Source excerpt –
· · · · · · ·

MZWNET · pull · Mar 23, 2026 · Mar 23, 2026 · Mar 23, 2026 · Mar 23, 2026
diff --git a/.github/workflows/build-and-release.yaml b/.github/workflows/build-and-release.yaml
@@ -85,6 +85,35 @@ jobs:
           name: wheels_arm64
           path: ./wheelhouse/*.whl
 
+  build_wheels_riscv64:
+    name: Build riscv64 wheels
+    runs-on: ubuntu-latest
+    steps:
+      - uses: actions/checkout@v4
+        with:
+          submodules: "recursive"
+
+      - name: Set up QEMU
+        uses: docker/setup-qemu-action@v3
+        with:
+          platforms: linux/riscv64
+
+      - name: Build wheels
+        uses: pypa/cibuildwheel@v3.1.2
+        env:
+          CIBW_SKIP: "*musllinux* pp*"
+          CIBW_REPAIR_WHEEL_COMMAND: ""
+          CIBW_ARCHS: "riscv64"
+          CIBW_BUILD: "cp310-* cp311-* cp312-* cp313-* cp314-*"

· · · · · · ·

Provided information –
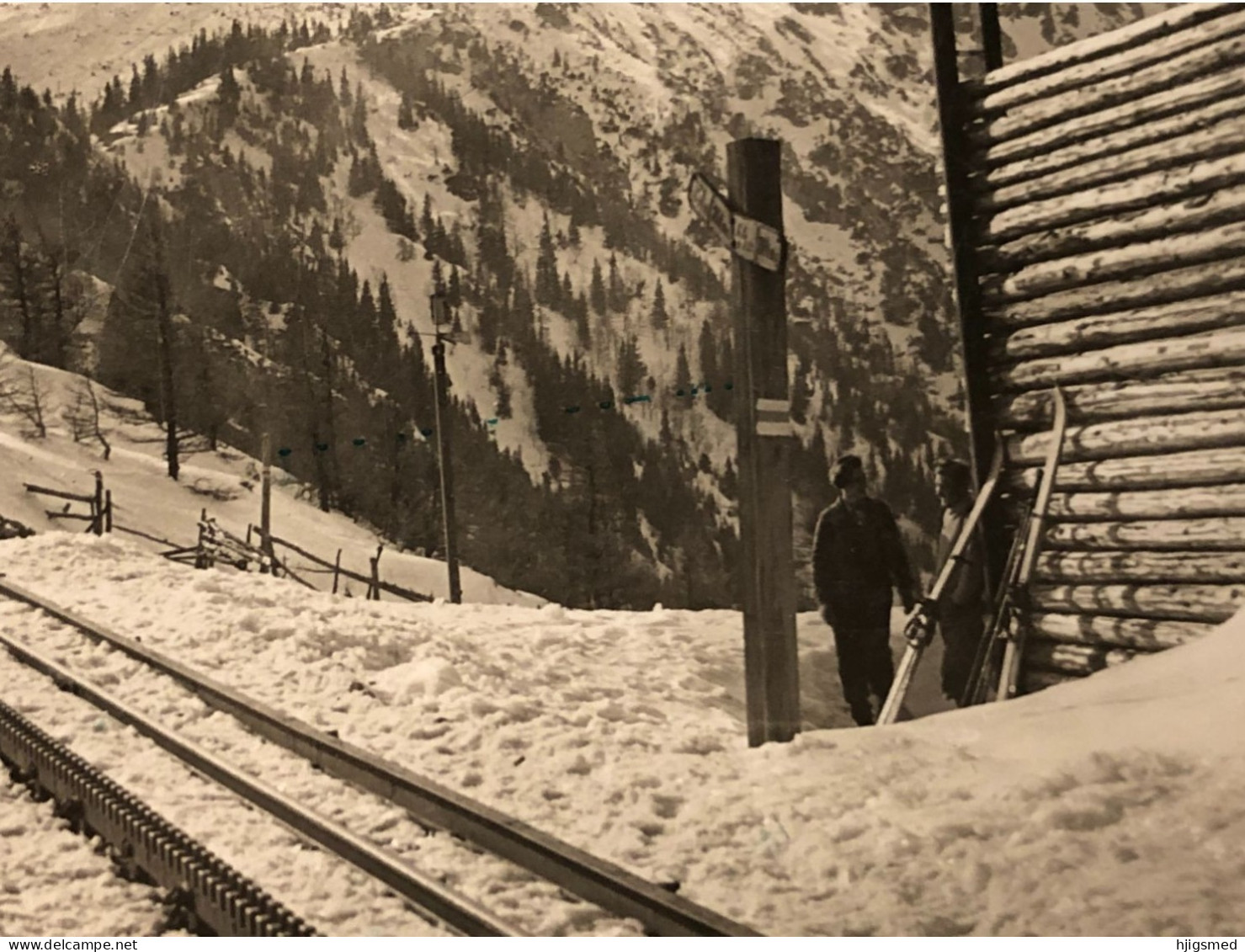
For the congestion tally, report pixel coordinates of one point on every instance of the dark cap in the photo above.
(956, 476)
(845, 471)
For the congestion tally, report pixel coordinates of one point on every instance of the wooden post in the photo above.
(956, 166)
(992, 35)
(444, 460)
(763, 432)
(98, 505)
(265, 497)
(374, 589)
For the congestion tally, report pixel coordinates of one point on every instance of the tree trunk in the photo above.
(21, 295)
(164, 341)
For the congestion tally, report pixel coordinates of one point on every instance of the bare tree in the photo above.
(82, 416)
(23, 393)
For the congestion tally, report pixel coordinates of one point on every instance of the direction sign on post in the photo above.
(757, 243)
(711, 205)
(750, 239)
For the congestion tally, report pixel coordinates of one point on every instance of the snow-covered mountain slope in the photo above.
(1109, 806)
(533, 161)
(226, 483)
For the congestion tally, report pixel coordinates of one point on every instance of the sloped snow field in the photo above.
(1104, 806)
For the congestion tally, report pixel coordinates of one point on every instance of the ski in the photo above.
(919, 625)
(1016, 593)
(985, 662)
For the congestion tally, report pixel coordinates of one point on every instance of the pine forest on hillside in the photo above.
(233, 234)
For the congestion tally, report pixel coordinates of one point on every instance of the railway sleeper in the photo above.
(202, 892)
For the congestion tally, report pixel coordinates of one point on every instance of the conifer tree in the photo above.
(597, 290)
(657, 316)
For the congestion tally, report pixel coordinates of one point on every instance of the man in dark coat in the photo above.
(959, 610)
(858, 561)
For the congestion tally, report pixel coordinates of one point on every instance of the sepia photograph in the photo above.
(608, 470)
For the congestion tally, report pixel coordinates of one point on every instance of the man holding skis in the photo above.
(959, 608)
(858, 561)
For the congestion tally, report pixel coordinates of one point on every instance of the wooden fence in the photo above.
(98, 515)
(1107, 195)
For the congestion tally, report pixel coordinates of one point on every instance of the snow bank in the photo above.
(1109, 806)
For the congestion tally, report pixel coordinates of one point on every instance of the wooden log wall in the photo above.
(1109, 202)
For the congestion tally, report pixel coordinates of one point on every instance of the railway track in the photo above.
(561, 868)
(208, 895)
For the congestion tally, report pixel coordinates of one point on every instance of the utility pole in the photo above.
(748, 221)
(265, 452)
(764, 432)
(444, 460)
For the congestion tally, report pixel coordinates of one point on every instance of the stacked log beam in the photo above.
(1141, 566)
(1122, 142)
(1211, 49)
(1166, 471)
(1132, 634)
(1209, 389)
(1138, 36)
(1109, 199)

· · · · · · ·

Required task – In the workflow diff, which action and version does the "Build wheels" step use? The rows have nothing to do with the workflow diff.

Full answer – pypa/cibuildwheel@v3.1.2